_SOURCE EXCERPT_.
* * * * *

The story of the four lepers presents a stark choice: remain in a place of certain decline or take a step of faith into the unknown. Their honest question challenges the paralysis that can quietly settle over our lives and our communities. It is a call to recognize that inaction, even when it feels safe, often leads to a slow spiritual death. God is moving and inviting us to move with Him, to trade comfort for courage and complacency for mission. The time to rise and step out in faith is now. [59:44]
Now there were four men with leprosy at the entrance of the city gate. They said to each other, “Why stay here until we die? If we say, ‘We’ll go into the city’—the famine is there, and we will die. And if we stay here, we will die. So let’s go over to the camp of the Arameans and surrender. If they spare us, we live; if they kill us, then we die.” (2 Kings 7:3-4 NIV)
Reflection: Where in your life have you settled into a comfortable inaction, and what is one practical, faith-filled step you can take this week to move toward God's purposes?
When a community turns its focus entirely inward, it risks forgetting its primary mission. The gravitational pull of personal comfort and preference is strong, subtly shifting priorities from reaching others to pleasing ourselves. This inward focus doesn't feel wrong; it can even seem like good stewardship. Yet, it slowly silences the urgent call to carry hope to a world in need, creating a country club instead of an army on mission for Christ. [01:04:14]
Jesus told them this parable: “Suppose one of you has a hundred sheep and loses one of them. Doesn’t he leave the ninety-nine in the open country and go after the lost sheep until he finds it?” (Luke 15:3-4 NIV)
Reflection: In what specific ways might your personal preferences or comfort be hindering you from fully engaging in the mission God has for you to love and serve those outside your immediate circle?
The lepers discovered a bounty they were not meant to hoard. Their moment of conviction—"This is a day of good news and we are keeping it to ourselves"—echoes through time. We have been entrusted with the most life-altering message of hope, freedom, and salvation. This good news is not for our consumption alone but is a treasure we are called to distribute generously to a hungry and hurting world. [01:18:57]
They said to each other, “What we’re doing is not right. This is a day of good news and we are keeping it to ourselves.” (2 Kings 7:9 NIV)

* * * * *

_RECORD LIST_.

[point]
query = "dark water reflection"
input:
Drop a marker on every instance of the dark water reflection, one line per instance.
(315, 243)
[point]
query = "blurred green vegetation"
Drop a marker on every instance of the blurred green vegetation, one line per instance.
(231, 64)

* * * * *

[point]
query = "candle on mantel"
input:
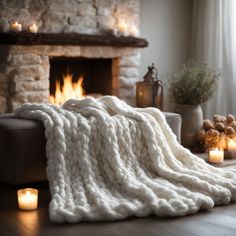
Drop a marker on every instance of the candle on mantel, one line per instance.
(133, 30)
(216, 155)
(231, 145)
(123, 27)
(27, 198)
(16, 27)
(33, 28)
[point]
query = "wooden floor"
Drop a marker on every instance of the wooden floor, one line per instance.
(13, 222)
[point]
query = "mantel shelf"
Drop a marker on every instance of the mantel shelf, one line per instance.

* * * * *

_WHAT THIS EXERCISE ASKS_.
• A. Summarize the devotional on the four lepers in two sentences.
• B. Write the next part of the devotional on the four lepers, starting after its final Bible quotation.

_SOLVED PROBLEMS_.
• A. The devotional uses the four lepers of 2 Kings 7 to argue that inaction, even when it feels safe, often leads to a slow spiritual death and that the time to step out in faith is now. It warns that a community focused inward on comfort and preference risks forgetting its mission, and it says the good news of hope, freedom, and salvation is a treasure to be distributed generously rather than kept for ourselves.

• B.
Reflection: When was the last time you shared the hope you have in Christ with someone, and who is one person in your life that God might be prompting you to encourage with this good news?
The church was never designed to be a final destination where we simply receive and consume. It is a deployment center where we gather to be equipped, encouraged, and filled so that we can be scattered back into our world as agents of change. We worship to gain strength for witness, and we are filled to be poured out. Our gathering is for the purpose of our going, carrying the light of Christ into every corner of our community. [01:09:22]
But you will receive power when the Holy Spirit comes on you; and you will be my witnesses in Jerusalem, and in all Judea and Samaria, and to the ends of the earth. (Acts 1:8 NIV)
Reflection: How does your understanding of church shift when you see it as a place to be equipped for mission rather than a place to have your needs met?
The incredible truth of the lepers' story is that God had already won the victory before they took their first step. The enemy had fled at the sound of an unseen army. Our simple acts of obedience do not initiate God's work; they align us with what He has already prepared. When we finally decide to move in faith, we discover that heaven has been moving ahead of us, clearing the way and preparing the harvest. [01:17:22]
And when they came to the outskirts of the camp of the Syrians, behold, there was no one there. For the Lord had made the army of the Syrians hear the sound of chariots and of horses, the sound of a great army, so that they said to one another, “Behold, the king of Israel has hired against us the kings of the Hittites and the kings of Egypt to come against us.” So they fled away in the twilight and left their tents, their horses, and their donkeys. (2 Kings 7:5-7 ESV)
Reflection: What step of obedience have you been hesitating to take because the outcome seems uncertain, and how might trusting that God has already gone before you change your willingness to act?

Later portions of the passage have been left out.